Rewrite the stretch from the start of the items through the line containing "(1003, 218)", swapping "disc" for "circle" and leaving everything else as it is. Give only that stretch.

* start Provided entries *

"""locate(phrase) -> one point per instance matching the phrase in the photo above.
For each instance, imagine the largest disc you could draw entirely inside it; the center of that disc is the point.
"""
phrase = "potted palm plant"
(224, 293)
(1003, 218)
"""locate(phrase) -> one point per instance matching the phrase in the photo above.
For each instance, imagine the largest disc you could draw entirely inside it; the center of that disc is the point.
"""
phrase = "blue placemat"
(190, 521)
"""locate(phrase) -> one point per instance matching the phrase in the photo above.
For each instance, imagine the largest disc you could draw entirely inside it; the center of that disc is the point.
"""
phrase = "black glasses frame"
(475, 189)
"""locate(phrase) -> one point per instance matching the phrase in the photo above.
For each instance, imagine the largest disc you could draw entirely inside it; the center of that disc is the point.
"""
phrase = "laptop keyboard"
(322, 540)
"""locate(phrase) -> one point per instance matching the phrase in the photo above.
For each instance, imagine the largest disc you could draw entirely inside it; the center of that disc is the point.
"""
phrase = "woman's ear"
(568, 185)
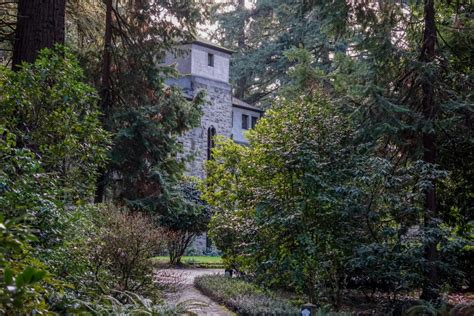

* end Provided entries *

__Full solution__:
"""locate(phrase) -> one point per instance matching the phrase in the photo above.
For each instance, imagine the largest circle you could draw entirely inside it; the center of that circle is the point.
"""
phrase = "potted palm plant"
(224, 293)
(1003, 218)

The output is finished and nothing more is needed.